Source passage:
···

During the last several months, Ukraine and the rebels have conducted exchanges of hundreds of prisoners of war taken by both sides, as part of a peace plan negotiated in Minsk, Belarus, in September. But civilian prisoners like Nikolai don't fall under that agreement.
Human rights observers say the living conditions of Ukrainian prisoners are deplorable. “Some colonies were badly damaged after shelling, and there’s a critical situation with heating and food supplies there,” said Didenko. On Aug. 20, artillery shells hit a prison in Makiivka, east of Donetsk, killing two inmates and injuring six others, according to a United Nations report.
In some instances, prisoners have escaped when fighting created an opportunity to do so. Many joined the rebel forces. On Aug. 11, more than 100 prisoners escaped from a high-security prison in Donetsk after rockets hit the facility.
Like many prison systems across the former Soviet Union, Ukraine’s facilities are rife with tuberculosis and HIV. Before the conflict, 20 percent of the prison population in eastern Ukraine was infected with multi-drug-resistant tuberculosis, according to Sandrine Tiller of Doctors Without Borders, which has been providing medical assistance and supplies to Ukraine’s penal system since 2009.

···

Given information:
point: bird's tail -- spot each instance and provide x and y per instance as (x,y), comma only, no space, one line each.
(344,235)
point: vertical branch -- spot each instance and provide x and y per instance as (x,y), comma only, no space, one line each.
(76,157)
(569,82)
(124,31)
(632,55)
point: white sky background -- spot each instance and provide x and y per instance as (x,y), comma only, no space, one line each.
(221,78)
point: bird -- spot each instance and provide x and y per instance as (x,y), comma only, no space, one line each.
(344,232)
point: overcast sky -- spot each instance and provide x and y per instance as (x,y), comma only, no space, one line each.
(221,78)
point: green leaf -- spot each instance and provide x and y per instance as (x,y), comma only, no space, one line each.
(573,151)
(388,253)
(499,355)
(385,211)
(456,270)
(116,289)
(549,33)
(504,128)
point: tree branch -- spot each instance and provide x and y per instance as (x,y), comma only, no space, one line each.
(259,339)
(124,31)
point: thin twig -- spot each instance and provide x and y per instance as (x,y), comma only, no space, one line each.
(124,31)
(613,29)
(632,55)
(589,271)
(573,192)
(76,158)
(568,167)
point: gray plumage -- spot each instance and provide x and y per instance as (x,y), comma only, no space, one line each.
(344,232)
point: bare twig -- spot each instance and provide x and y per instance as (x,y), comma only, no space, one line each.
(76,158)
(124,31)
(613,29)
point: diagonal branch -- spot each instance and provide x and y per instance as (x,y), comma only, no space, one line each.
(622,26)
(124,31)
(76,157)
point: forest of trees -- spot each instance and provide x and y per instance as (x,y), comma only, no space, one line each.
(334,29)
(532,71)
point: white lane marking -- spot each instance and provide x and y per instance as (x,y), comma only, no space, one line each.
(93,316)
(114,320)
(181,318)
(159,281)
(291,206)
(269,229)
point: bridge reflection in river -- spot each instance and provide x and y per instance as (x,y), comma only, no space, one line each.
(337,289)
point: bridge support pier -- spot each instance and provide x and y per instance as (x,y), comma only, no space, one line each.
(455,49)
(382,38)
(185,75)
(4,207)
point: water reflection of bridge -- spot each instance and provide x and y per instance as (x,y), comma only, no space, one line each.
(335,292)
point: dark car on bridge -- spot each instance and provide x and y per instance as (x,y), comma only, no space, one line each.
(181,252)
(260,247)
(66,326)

···

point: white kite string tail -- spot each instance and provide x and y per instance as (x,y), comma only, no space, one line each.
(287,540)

···

About this exercise: Continue the passage on prisoners in eastern Ukraine's conflict zone, picking up after its final sentence about tuberculosis rates.

Written response:
“The fear is now that supplies of medicine will not be able to get into the rebel-held territories” and infection rates could spread, she said.
One prison outside the eastern city of Yenakievo, where some 450 prisoners are serving life terms for violent crimes such as murder, is on the front line of the conflict. The prison, No. 52, is in an area that has been shelled heavily as both sides fight for control over nearby Debaltseve, which is at an important highway junction.
In September the United Nations High Commissioner for Human Rights reported that the prison had not received food and medical supplies for two months, “leaving 450 prisoners at the point of starvation.”
“We’re receiving bad news from there, especially about medical supplies for HIV/AIDS patients, and we have information that at least two prisoners have died because they didn’t receive antiretroviral medicine,” Didenko said.
For now at least, Anatoly and other relatives of prisoners at Donetsk’s pretrial detention center are able to take food to their loved ones during special drop-off hours. At those times, dozens of wives, mothers, friends and other family members arrive carrying plastic bags of food and extra clothes for inmates. Occasionally, people sneak in cellphones so inmates can call home.
Like many of the estimated 3.5 million people still living in the rebel-held territory, Anatoly, who worked at a steel cable factory, hasn’t received a paycheck since May, and Ukraine cut off his pension in December. International organizations are warning that without more food and medical aid, eastern Ukraine could see a serious humanitarian crisis.
Money and food are short, but Anatoly said he would continue to make weekly visits as long as he has food to share.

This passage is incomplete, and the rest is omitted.